▶ _Your assignment_:
For this exercise, output the line holding "In this picture, where can the harbour" and all subsequent lines of the entries below, unchanged, up to and including the last.

▶ _Input_:
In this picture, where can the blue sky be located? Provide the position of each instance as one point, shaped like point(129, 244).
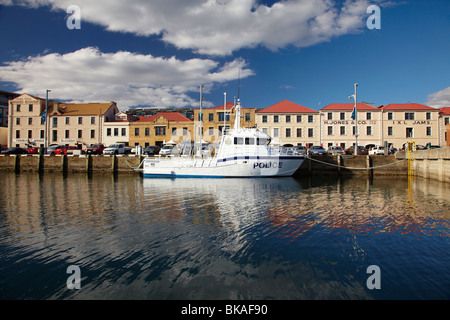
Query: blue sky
point(159, 52)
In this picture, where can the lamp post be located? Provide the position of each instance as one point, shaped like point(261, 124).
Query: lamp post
point(45, 120)
point(355, 117)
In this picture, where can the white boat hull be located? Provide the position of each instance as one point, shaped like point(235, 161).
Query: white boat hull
point(243, 166)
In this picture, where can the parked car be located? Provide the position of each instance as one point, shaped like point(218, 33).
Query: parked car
point(115, 148)
point(33, 150)
point(361, 150)
point(166, 150)
point(335, 150)
point(52, 149)
point(15, 150)
point(319, 150)
point(95, 149)
point(376, 150)
point(66, 150)
point(151, 150)
point(299, 150)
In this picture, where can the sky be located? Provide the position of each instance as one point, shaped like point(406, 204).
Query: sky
point(158, 53)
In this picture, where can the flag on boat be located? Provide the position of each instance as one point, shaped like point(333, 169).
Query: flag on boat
point(354, 112)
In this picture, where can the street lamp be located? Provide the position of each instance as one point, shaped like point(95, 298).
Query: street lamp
point(355, 117)
point(45, 120)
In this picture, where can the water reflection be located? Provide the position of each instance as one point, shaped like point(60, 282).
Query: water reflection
point(221, 238)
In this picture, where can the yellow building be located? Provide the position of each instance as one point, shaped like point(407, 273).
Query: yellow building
point(289, 124)
point(338, 128)
point(410, 122)
point(216, 118)
point(161, 128)
point(67, 124)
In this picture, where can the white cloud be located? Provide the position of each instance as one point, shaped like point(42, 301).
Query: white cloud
point(128, 78)
point(439, 99)
point(219, 27)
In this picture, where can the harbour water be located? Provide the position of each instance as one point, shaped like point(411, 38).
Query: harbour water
point(276, 238)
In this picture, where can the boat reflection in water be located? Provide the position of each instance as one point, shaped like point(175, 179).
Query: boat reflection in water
point(266, 238)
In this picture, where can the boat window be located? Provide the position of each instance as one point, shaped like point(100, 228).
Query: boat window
point(250, 141)
point(261, 141)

▶ _Reply_:
In this picture, where can the harbour water be located? Provide the position of each instance as one point, shaped like point(411, 38).
Query: harbour water
point(276, 238)
In this picture, where can the boat reflection in water be located? Provide the position of each instance as one point, shaped like point(175, 179).
Query: boat reflection in water
point(266, 238)
In this picture, where can the boat window be located? Provide the position of each instance as one point, shaped like point(100, 228).
Query: boat window
point(250, 141)
point(261, 141)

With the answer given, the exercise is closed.